▶ Énoncé de la tâche:
Répondez aux questions suivantes à partir de l'extrait sur le surplus de main-d'œuvre :
(a) Quels deux facteurs retardent l'épuisement du surplus de main-d'œuvre ?
(b) Par quels effets la réforme financière et la plus grande productivité globale des facteurs accélèrent-elles la transition vers une économie de pénurie de main-d'œuvre ?
(c) Quelles forces joueront un rôle prépondérant dans cette transition ?

Il est toutefois probable que les autorités publiques répondent aux potentielles pénuries de main-d'œuvre, dans la mesure où le gouvernement cherche à ralentir la transition vers le point tournant de Lewis. Les mécanismes de marché (qui se traduisent par des salaires plus élevés au fur et à mesure que se resserrent les marchés du travail et qui entraînent une transition vers une production plus intensive en capital) peuvent aussi compenser la diminution des réserves de main-d’œuvre. L'analyse des divers scénarii possibles montre qu’une fécondité plus élevée (via un assouplissement de la politique de l'enfant unique et une plus grande participation au marché du travail grâce à la réforme du Hukou) vont retarder l'épuisement du surplus de main-d’œuvre. La réforme financière et la plus grande productivité globale des facteurs, d'autre part, accélèrent la transition vers une économie de pénurie de main-d'œuvre, par le biais des effets de richesse et d’une plus grande rentabilité des entreprises (…). Les réactions du marché et des autorités publiques au déclin du surplus de main-d'œuvre n'auront des effets qu'à la marge, alors que les forces démographiques joueront un rôle prépondérant dans l’imminente transition vers une économie de pénurie de main-d'œuvre. »

▶ Lignes de données:
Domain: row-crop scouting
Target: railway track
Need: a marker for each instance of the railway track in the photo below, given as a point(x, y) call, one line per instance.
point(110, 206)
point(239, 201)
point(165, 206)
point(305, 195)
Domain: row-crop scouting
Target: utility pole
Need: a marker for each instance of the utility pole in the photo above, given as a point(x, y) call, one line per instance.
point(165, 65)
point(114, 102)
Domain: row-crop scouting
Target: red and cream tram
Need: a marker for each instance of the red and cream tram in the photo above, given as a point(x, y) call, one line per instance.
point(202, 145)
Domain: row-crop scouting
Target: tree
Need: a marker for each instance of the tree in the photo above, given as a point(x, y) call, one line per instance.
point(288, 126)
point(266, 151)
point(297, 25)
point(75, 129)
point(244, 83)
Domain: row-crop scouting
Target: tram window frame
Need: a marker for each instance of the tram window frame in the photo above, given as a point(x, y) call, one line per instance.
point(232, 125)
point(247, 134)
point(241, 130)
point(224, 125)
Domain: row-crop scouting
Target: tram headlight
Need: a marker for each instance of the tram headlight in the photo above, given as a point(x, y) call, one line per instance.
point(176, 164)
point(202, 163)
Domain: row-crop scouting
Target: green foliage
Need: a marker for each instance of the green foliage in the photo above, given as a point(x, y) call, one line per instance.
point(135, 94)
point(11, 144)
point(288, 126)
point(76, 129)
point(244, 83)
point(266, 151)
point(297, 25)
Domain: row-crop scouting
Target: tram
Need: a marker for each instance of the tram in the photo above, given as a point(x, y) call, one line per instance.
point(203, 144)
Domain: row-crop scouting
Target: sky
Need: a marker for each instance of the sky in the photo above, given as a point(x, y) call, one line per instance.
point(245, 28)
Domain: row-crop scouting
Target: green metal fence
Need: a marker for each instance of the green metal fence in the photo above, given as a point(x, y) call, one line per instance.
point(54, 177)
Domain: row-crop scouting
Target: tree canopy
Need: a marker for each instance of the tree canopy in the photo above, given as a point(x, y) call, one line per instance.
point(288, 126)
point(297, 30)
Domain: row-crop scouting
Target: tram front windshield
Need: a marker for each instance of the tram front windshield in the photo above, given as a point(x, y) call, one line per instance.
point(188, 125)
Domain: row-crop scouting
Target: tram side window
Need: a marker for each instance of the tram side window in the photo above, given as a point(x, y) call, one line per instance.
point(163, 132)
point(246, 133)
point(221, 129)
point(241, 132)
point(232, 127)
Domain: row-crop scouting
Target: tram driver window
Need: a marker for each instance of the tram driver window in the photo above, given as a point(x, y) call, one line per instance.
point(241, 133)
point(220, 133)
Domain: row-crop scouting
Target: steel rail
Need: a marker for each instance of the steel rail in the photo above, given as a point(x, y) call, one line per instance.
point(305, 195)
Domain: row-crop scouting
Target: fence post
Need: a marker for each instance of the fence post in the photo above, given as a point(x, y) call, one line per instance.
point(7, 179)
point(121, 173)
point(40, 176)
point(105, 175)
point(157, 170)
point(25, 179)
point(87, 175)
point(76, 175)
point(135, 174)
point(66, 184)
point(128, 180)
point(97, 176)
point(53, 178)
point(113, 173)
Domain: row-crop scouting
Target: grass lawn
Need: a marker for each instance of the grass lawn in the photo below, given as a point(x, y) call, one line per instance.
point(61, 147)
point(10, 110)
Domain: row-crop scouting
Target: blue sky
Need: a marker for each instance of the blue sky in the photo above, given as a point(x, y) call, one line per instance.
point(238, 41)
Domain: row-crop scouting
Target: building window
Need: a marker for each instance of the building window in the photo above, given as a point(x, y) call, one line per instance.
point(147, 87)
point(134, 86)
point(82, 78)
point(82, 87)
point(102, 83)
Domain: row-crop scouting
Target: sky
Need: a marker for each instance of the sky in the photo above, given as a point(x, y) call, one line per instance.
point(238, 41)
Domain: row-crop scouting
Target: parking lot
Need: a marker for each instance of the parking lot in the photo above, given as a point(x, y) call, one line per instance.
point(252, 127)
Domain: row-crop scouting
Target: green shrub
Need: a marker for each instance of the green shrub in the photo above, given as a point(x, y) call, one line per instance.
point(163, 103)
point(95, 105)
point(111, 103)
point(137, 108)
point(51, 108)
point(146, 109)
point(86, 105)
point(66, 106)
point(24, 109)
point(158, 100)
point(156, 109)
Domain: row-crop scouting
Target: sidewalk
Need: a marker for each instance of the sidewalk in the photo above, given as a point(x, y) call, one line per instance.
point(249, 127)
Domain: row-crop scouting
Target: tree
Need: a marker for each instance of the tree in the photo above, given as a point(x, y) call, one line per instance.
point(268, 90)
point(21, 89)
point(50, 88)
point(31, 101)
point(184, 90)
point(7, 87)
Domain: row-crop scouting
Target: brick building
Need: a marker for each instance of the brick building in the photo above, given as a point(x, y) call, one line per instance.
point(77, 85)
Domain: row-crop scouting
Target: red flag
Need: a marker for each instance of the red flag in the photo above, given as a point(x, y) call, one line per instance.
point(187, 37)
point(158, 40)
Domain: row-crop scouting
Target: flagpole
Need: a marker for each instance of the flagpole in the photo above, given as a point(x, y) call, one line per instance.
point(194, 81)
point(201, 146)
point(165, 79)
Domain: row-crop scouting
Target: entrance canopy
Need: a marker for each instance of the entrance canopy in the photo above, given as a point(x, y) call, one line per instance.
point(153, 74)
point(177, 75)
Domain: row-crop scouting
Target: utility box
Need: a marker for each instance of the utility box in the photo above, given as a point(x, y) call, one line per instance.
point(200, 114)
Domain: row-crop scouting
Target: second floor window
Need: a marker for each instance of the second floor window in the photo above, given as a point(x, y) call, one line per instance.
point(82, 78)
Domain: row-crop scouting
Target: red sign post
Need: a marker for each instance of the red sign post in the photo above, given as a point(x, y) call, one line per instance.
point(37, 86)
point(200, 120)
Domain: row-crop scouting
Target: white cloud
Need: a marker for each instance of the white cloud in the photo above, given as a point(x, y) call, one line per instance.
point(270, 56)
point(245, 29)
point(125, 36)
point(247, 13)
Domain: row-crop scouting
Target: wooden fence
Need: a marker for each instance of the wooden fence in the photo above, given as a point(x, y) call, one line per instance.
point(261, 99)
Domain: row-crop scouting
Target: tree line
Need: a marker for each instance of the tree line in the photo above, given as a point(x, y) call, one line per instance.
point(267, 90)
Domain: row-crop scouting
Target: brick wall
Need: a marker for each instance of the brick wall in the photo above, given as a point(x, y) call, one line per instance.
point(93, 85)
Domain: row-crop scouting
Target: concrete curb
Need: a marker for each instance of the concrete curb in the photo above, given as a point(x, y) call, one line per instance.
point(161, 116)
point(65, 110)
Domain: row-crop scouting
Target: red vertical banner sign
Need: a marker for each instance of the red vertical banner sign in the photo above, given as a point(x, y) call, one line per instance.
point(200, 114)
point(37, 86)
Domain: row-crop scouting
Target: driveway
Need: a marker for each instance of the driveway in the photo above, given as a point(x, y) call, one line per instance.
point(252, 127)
--
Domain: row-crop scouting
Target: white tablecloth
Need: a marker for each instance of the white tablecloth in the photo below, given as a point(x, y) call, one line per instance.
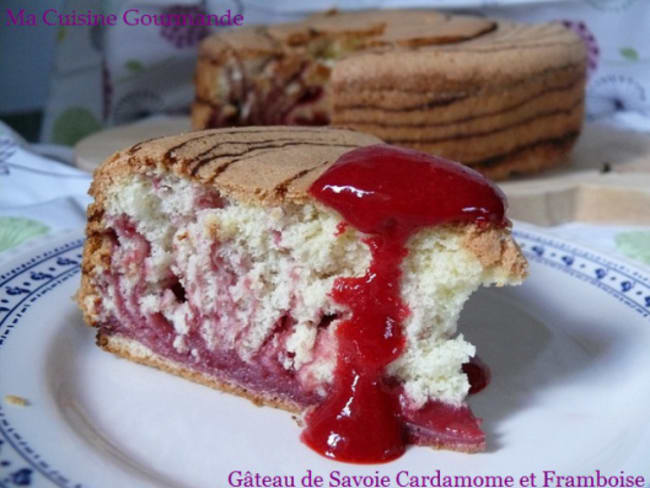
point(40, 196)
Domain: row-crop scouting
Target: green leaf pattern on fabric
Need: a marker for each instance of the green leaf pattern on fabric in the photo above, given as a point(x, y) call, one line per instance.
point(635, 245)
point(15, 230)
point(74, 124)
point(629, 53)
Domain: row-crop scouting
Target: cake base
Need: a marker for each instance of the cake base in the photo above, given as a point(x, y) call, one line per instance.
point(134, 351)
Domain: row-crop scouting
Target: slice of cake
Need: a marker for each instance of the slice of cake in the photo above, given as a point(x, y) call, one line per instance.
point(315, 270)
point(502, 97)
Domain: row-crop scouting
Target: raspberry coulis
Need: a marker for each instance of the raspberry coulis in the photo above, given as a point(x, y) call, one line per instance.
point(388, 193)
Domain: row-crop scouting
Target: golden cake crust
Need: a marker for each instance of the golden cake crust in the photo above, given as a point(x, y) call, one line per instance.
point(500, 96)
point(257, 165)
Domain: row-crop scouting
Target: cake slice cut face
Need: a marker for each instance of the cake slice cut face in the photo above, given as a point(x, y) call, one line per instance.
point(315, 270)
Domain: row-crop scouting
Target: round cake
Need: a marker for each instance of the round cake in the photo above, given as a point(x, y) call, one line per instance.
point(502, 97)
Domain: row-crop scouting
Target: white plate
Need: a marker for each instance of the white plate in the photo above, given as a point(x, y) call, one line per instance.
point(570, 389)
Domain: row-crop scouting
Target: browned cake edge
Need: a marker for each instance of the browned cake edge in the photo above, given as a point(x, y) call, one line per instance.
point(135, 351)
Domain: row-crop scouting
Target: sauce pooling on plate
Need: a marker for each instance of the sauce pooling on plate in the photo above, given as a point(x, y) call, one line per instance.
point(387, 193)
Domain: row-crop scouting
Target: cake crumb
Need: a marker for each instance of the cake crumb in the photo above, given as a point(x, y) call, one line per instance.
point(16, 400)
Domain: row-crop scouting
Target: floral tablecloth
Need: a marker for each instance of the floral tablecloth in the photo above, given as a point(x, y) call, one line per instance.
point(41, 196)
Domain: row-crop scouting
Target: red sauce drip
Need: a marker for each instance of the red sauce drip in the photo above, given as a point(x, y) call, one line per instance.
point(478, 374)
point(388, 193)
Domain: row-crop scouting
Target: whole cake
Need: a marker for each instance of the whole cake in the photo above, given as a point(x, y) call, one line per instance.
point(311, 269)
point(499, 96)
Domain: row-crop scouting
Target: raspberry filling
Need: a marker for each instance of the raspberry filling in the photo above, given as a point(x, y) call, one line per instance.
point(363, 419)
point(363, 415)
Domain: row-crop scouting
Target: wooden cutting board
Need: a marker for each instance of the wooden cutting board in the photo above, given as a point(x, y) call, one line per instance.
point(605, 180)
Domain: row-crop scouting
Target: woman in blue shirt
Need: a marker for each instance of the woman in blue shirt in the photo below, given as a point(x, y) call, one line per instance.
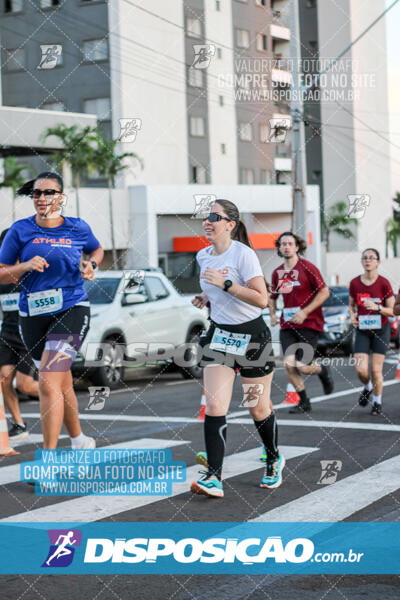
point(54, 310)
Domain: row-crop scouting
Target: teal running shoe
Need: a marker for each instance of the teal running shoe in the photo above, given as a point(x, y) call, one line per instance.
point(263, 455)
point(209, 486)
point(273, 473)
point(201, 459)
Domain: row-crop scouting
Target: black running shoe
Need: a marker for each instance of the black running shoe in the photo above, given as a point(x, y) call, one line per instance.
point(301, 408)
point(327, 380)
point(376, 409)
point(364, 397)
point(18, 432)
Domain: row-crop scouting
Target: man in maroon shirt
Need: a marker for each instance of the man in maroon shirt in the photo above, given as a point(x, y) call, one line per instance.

▶ Solution proposée:
(a) Une fécondité plus élevée, via un assouplissement de la politique de l'enfant unique, et une plus grande participation au marché du travail grâce à la réforme du Hukou.
(b) Par les effets de richesse et par une plus grande rentabilité des entreprises.
(c) Les forces démographiques.